══ EXERCISE MATERIALS

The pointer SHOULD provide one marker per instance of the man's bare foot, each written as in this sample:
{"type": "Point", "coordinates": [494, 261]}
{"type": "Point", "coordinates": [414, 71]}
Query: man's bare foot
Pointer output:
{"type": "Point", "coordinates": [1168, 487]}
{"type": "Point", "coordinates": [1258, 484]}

════

**REQUIRED WORK**: Please copy all lines of the listing in which the string "bare" occurs.

**EXERCISE OUTPUT**:
The pointer SHOULD provide one marker per instance of the man's bare foot, each written as in this sample:
Query: man's bare foot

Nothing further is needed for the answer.